Return every line of the records below that contains the word "terracotta".

--- BEGIN ---

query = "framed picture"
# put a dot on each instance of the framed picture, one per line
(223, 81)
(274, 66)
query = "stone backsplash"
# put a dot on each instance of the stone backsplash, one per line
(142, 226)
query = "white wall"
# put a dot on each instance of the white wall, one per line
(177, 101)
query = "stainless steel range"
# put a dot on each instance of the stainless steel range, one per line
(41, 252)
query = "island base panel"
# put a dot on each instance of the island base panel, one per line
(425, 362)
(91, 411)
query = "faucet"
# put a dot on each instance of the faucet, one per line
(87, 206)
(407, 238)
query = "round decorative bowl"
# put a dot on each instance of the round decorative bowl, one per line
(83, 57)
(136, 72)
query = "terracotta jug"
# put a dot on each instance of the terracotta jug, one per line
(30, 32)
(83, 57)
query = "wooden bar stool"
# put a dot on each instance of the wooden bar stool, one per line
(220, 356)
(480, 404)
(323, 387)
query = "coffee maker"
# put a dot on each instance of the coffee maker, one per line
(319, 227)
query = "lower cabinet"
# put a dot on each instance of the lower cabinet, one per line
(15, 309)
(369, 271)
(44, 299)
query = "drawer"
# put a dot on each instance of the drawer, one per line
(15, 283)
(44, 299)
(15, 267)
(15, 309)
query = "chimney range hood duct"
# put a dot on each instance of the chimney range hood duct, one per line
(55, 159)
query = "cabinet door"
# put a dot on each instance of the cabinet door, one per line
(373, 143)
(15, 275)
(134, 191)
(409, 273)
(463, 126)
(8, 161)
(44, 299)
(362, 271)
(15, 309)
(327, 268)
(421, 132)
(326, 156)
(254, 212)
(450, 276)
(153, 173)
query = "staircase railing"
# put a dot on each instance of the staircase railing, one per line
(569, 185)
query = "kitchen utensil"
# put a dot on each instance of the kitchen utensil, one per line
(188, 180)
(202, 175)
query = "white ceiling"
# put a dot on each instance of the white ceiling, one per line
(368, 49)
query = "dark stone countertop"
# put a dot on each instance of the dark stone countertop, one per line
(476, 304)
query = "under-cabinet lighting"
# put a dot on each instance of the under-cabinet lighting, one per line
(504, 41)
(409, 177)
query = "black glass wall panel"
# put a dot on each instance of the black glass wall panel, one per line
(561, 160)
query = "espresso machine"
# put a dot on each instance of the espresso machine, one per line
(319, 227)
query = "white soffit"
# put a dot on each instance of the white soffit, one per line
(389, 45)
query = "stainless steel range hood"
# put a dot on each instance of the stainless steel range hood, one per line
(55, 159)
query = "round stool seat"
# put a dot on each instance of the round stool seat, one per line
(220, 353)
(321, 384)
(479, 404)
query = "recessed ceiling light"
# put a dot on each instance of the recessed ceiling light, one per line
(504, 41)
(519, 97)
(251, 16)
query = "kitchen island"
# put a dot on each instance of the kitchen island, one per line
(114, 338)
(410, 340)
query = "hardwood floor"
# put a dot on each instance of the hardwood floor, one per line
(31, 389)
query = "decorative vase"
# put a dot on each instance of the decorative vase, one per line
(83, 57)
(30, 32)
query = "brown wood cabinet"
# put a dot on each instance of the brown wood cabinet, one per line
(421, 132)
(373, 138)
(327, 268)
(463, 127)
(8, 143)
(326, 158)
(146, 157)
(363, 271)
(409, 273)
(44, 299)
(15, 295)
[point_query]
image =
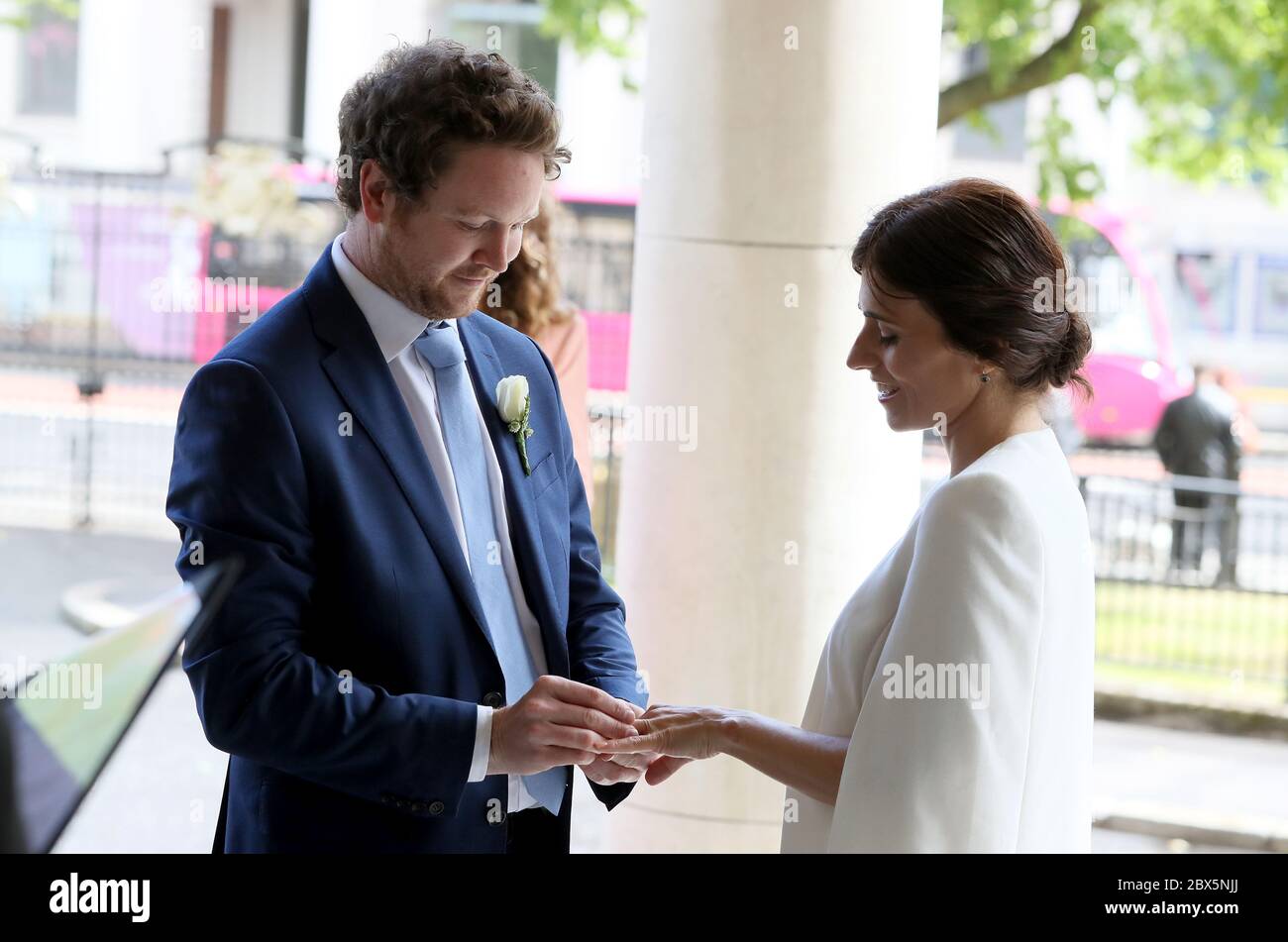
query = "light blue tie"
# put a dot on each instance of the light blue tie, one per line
(441, 347)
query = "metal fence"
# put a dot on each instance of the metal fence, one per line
(94, 356)
(1192, 583)
(114, 289)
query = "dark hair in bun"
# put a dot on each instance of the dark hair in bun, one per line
(982, 261)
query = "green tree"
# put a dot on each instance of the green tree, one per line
(1209, 76)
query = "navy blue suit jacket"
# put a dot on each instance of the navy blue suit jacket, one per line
(344, 671)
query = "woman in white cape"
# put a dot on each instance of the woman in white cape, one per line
(952, 705)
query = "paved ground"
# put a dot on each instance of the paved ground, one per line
(161, 790)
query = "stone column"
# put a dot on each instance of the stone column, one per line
(772, 132)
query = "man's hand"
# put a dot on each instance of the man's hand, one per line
(559, 722)
(609, 770)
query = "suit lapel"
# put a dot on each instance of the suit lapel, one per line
(485, 370)
(368, 387)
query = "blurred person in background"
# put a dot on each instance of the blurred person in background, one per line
(528, 297)
(1197, 438)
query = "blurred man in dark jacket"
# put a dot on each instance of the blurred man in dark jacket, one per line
(1197, 438)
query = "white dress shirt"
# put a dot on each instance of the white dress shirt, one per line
(996, 569)
(395, 327)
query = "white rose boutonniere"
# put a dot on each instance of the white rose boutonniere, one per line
(514, 405)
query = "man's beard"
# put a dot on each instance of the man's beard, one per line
(429, 300)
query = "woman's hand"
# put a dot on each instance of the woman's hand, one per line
(677, 734)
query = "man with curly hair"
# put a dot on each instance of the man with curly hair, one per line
(423, 644)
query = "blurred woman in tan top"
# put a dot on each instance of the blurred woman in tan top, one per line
(529, 300)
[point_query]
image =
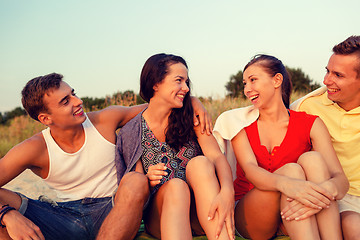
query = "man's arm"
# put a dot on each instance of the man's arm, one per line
(29, 154)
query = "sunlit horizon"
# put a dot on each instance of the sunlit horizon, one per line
(100, 47)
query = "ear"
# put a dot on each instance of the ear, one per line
(277, 80)
(45, 118)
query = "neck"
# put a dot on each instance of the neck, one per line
(274, 114)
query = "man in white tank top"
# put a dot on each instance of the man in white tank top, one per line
(75, 156)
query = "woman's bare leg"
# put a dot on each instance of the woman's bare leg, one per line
(200, 174)
(168, 213)
(328, 219)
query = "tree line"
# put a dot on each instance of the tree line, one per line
(301, 83)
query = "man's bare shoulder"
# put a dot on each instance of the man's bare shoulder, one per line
(29, 154)
(30, 151)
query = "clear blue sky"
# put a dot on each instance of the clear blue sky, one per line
(100, 46)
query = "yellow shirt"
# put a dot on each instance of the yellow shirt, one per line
(344, 128)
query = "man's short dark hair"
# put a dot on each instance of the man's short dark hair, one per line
(350, 46)
(34, 91)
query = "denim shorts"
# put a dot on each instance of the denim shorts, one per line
(79, 219)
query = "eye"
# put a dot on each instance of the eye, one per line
(338, 75)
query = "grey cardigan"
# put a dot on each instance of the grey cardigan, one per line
(128, 146)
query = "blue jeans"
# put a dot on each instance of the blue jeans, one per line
(79, 219)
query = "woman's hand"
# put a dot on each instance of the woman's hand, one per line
(224, 204)
(156, 173)
(308, 193)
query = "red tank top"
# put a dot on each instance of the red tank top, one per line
(296, 142)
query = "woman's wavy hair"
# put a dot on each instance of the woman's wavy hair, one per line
(180, 128)
(272, 66)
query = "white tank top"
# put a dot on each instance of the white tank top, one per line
(87, 173)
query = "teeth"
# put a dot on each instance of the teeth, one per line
(78, 111)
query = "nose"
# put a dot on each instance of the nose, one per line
(327, 79)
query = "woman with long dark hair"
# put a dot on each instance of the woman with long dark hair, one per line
(190, 179)
(287, 171)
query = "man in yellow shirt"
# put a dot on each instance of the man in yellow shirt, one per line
(338, 105)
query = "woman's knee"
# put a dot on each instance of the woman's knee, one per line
(134, 186)
(176, 190)
(350, 225)
(314, 166)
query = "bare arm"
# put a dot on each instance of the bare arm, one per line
(305, 192)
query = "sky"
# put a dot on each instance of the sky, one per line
(101, 46)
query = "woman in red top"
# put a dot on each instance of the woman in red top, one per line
(280, 179)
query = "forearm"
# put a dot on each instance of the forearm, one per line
(338, 186)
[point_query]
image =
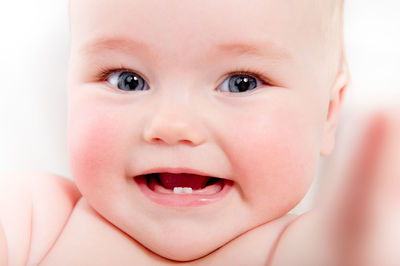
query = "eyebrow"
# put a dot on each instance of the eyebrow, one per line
(260, 49)
(126, 45)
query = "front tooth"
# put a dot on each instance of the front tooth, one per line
(187, 190)
(178, 190)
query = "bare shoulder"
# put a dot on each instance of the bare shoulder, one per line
(34, 208)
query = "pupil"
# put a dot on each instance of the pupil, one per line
(242, 83)
(131, 82)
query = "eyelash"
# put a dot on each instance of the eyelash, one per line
(105, 73)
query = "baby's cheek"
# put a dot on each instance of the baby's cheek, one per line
(93, 148)
(275, 157)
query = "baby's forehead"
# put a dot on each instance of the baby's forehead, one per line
(284, 28)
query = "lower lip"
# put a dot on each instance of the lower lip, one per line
(183, 200)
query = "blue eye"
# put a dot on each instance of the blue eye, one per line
(127, 81)
(239, 83)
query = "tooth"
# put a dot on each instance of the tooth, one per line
(187, 190)
(178, 190)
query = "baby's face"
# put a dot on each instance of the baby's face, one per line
(167, 94)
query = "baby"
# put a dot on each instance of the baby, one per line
(194, 128)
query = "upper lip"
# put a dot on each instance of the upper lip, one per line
(175, 171)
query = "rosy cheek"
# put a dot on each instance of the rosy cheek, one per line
(93, 147)
(274, 156)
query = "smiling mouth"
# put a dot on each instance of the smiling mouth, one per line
(183, 189)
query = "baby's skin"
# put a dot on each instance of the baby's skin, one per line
(194, 127)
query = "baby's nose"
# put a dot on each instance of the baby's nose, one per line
(174, 126)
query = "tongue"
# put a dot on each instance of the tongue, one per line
(170, 181)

--- END ---

- _Reply to the exercise_
query = "terracotta jug"
# put a dot on each instance of the terracotta jug, one per line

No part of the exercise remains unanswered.